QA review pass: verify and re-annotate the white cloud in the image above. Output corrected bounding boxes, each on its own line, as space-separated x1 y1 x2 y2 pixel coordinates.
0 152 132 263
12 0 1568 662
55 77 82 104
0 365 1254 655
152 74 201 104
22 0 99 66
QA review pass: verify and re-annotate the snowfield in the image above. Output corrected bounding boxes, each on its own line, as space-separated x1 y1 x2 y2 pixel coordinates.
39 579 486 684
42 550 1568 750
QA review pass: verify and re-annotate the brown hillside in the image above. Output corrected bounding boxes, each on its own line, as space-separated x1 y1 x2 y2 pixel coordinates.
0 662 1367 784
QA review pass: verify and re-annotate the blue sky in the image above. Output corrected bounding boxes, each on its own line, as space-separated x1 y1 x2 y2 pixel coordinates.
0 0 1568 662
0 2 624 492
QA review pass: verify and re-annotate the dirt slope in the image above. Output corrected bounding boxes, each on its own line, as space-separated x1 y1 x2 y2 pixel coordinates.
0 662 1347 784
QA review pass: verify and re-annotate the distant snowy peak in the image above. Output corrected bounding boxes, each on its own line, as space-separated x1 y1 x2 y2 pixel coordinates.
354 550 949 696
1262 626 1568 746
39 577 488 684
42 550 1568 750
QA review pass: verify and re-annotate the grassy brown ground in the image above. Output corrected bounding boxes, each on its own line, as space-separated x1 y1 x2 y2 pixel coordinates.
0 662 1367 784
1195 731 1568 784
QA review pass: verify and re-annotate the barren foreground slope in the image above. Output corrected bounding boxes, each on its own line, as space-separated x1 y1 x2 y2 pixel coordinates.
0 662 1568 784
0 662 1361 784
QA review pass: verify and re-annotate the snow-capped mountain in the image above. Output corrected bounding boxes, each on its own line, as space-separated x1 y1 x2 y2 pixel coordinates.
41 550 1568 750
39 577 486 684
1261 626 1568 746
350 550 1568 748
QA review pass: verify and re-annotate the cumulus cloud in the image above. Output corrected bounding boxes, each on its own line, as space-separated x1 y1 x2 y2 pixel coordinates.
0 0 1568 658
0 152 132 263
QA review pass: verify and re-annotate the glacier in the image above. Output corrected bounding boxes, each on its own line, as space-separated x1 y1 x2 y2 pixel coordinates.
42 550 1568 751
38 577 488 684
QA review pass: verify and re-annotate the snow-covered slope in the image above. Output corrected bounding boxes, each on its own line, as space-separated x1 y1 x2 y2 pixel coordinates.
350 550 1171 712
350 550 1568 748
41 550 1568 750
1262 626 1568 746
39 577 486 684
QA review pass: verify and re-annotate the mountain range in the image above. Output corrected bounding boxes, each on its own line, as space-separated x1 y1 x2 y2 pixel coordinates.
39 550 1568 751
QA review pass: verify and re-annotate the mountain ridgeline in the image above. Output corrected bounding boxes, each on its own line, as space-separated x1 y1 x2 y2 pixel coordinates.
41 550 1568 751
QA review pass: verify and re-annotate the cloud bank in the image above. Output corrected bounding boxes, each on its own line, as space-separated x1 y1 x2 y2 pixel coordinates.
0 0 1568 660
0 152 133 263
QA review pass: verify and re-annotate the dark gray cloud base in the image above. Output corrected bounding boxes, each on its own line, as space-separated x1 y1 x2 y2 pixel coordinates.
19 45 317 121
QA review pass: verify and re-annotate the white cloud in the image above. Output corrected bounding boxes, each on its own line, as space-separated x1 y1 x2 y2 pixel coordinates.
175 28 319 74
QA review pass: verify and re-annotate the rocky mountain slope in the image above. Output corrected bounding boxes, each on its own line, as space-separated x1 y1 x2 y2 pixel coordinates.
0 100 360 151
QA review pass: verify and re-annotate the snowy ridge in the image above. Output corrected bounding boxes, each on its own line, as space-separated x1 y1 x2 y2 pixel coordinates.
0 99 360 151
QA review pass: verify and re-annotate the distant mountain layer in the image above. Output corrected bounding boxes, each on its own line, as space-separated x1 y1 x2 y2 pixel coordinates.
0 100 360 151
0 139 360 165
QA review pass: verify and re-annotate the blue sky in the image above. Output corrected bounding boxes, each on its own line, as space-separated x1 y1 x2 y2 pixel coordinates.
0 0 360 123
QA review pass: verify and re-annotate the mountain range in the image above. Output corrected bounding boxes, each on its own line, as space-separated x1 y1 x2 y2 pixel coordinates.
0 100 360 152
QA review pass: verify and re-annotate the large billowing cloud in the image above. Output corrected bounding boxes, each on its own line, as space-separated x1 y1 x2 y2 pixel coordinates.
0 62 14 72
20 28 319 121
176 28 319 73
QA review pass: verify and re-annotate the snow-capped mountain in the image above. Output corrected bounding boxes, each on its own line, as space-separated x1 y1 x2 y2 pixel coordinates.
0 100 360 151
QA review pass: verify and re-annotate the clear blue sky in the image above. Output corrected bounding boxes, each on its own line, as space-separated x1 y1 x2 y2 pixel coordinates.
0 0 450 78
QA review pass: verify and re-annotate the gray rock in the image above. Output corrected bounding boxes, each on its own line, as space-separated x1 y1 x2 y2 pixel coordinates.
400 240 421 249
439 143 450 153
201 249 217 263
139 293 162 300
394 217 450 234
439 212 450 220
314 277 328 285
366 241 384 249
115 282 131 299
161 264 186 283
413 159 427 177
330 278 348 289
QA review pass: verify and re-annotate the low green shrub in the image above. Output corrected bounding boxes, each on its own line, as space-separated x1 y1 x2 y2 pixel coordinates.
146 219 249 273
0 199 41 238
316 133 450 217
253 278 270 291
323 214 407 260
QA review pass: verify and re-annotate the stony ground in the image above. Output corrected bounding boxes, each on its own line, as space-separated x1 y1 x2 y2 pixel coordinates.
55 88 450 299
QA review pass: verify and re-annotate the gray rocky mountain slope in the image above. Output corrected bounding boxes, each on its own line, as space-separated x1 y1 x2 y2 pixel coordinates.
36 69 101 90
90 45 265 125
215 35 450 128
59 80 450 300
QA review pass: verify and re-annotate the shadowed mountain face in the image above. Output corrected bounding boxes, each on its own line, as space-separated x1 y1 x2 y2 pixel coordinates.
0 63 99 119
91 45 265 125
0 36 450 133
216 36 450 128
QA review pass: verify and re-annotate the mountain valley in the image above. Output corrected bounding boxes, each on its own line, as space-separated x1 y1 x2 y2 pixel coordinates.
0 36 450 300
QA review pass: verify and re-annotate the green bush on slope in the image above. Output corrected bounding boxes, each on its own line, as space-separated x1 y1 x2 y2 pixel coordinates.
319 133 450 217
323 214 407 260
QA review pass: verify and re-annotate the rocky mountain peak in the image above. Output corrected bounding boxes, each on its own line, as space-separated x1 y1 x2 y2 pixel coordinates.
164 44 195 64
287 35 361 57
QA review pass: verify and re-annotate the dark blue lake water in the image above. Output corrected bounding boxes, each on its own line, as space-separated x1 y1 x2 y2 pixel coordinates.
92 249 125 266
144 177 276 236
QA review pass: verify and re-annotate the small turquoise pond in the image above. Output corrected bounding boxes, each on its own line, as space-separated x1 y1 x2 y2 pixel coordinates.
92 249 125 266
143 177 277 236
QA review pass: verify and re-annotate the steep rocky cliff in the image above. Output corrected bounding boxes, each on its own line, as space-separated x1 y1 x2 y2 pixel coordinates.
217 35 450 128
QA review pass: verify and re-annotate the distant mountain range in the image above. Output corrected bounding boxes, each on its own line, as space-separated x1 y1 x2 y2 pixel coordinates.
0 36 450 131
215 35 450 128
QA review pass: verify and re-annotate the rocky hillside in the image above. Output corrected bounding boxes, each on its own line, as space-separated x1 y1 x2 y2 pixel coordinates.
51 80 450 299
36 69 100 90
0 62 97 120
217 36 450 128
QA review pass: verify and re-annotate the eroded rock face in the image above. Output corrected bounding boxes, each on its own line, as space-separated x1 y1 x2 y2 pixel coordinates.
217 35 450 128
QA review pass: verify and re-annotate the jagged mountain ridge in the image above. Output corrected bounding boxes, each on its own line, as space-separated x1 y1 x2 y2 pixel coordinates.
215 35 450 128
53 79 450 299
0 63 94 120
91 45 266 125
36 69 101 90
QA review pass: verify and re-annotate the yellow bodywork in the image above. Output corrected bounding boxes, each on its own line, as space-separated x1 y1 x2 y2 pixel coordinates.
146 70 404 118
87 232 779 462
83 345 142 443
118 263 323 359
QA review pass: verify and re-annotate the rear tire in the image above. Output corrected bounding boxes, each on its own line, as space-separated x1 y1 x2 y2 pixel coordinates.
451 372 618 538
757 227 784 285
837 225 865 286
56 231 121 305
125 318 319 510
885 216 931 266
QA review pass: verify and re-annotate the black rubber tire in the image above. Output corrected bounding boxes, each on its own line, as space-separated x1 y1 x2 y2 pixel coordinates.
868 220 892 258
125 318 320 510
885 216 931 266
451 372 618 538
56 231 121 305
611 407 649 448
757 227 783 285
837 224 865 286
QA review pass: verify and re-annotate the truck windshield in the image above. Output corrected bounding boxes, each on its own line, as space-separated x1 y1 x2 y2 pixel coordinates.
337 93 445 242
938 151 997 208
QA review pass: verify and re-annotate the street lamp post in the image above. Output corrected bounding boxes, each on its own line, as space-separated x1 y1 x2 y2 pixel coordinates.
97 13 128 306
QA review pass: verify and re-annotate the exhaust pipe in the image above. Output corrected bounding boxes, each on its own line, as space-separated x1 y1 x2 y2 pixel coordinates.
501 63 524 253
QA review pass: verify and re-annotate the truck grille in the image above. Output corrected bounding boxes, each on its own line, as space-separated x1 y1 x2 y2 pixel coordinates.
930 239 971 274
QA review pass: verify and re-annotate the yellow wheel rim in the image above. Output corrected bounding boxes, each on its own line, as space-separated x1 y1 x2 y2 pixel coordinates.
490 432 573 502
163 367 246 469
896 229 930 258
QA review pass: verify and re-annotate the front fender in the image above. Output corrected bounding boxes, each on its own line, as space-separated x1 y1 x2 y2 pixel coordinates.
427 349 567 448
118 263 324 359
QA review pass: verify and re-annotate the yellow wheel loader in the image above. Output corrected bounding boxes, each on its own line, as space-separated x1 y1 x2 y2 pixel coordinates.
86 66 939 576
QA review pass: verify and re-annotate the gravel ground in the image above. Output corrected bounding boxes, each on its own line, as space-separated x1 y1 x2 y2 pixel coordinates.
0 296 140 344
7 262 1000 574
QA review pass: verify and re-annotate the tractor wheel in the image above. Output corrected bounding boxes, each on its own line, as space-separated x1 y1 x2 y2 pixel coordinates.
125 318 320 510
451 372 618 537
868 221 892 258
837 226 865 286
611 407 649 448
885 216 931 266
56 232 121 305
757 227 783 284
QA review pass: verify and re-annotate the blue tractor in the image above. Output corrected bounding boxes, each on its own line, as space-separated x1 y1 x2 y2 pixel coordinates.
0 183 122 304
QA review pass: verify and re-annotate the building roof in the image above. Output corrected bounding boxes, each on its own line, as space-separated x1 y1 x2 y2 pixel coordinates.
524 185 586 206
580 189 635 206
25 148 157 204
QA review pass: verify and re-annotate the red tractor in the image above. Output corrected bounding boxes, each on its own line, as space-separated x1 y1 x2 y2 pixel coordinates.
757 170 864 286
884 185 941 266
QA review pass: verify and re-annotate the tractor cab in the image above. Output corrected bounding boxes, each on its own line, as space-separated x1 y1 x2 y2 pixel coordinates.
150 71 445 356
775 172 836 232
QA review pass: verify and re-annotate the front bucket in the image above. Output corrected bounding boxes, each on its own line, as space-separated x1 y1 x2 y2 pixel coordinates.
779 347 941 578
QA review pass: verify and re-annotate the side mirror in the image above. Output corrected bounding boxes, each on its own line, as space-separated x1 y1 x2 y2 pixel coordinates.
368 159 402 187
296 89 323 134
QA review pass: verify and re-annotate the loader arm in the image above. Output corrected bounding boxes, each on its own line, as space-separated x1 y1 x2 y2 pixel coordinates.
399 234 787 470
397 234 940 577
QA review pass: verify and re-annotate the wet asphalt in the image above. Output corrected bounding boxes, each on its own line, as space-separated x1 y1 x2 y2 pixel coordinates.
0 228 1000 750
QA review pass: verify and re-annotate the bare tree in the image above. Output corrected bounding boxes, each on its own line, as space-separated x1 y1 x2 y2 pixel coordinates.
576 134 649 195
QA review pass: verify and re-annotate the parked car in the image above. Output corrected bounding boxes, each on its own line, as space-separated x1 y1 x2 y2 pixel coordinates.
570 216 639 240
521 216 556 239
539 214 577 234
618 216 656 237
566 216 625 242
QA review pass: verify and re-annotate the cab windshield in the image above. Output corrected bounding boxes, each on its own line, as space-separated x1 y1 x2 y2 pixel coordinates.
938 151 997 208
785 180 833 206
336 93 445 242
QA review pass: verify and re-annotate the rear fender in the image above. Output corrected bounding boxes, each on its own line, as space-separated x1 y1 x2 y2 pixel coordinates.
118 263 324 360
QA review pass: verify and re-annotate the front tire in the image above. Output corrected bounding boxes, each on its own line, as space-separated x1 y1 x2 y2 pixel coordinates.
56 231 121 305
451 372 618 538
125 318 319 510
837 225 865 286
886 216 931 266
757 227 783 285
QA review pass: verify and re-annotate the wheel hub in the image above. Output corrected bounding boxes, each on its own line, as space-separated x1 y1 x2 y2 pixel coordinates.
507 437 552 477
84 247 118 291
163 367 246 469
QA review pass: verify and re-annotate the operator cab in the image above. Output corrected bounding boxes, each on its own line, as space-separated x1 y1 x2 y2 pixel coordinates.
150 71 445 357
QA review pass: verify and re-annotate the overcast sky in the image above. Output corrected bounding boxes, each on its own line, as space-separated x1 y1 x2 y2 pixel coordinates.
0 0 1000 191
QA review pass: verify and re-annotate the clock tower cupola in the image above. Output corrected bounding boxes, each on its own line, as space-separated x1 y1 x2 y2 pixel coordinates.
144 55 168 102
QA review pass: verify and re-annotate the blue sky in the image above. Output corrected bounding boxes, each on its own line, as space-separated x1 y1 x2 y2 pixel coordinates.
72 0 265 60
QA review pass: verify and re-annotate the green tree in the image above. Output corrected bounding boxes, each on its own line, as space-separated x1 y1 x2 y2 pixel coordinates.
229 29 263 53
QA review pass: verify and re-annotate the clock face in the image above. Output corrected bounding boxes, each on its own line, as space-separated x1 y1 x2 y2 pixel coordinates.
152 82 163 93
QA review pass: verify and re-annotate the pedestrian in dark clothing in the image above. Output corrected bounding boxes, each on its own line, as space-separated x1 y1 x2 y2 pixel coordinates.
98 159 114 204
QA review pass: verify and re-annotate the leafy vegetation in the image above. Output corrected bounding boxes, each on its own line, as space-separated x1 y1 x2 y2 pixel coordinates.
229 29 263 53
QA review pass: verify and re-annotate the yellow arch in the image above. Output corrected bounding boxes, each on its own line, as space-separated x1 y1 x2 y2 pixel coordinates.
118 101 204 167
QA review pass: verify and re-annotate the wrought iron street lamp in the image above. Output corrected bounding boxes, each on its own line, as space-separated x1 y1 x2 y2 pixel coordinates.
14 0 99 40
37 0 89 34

+ + +

_Aim_
Update the lines starting at the one containing "QA review pass: verify and re-annotate the building" and ending with the one containing "576 134 649 195" by replacing "tractor" with "truck" throughout, leaving all else unchanged, and output only those lines.

_Reply to the exercise_
QA review pass: verify and re-annotate the building roof in the image above. Output corrected bounding boxes, each on its own line, as space-separated x1 y1 x2 y2 pixel coordinates.
524 185 586 206
580 189 635 206
25 148 157 204
QA review pass: verify and re-annotate the red truck in the image above. Output corrected bounding boxes, each on its own line, as space-separated x1 y1 x2 y2 pixel coordinates.
757 170 864 286
884 185 941 266
QA review pass: verify and re-annotate the truck cab in the image above. Output corrected bounding boxes, each on its own line, as space-separated x1 y1 x2 y2 pixel coordinates.
150 71 445 356
775 172 836 232
QA review pass: verify and re-annotate the front bucket in the image above. Output corrected bounding boxes, each on its own line, as space-separated x1 y1 x2 y2 pixel coordinates.
779 347 941 578
QA review pass: verify and re-annotate the side mirror in the image above. Output corrected bounding boxes, each on its own line, as space-separated x1 y1 x2 y2 pixel coordinates.
368 159 402 187
296 89 323 134
QA review pass: verify and re-annotate the loader arm in the image above. Output corrected bounding boxes, each on its own line, as space-separated x1 y1 x2 y2 pixel coordinates.
399 234 787 470
397 234 940 577
QA review pass: verify and re-annotate the wet asphalt in the image above. Output corrected bounding boxes, each on its own line, as space-separated x1 y1 x2 y2 pixel coordinates.
0 228 1000 750
QA review pass: verify and re-annotate the bare tree in the image above. Output corrected bounding boxes, each on its own line, as space-separated x1 y1 x2 y2 pixel coordinates.
576 134 649 195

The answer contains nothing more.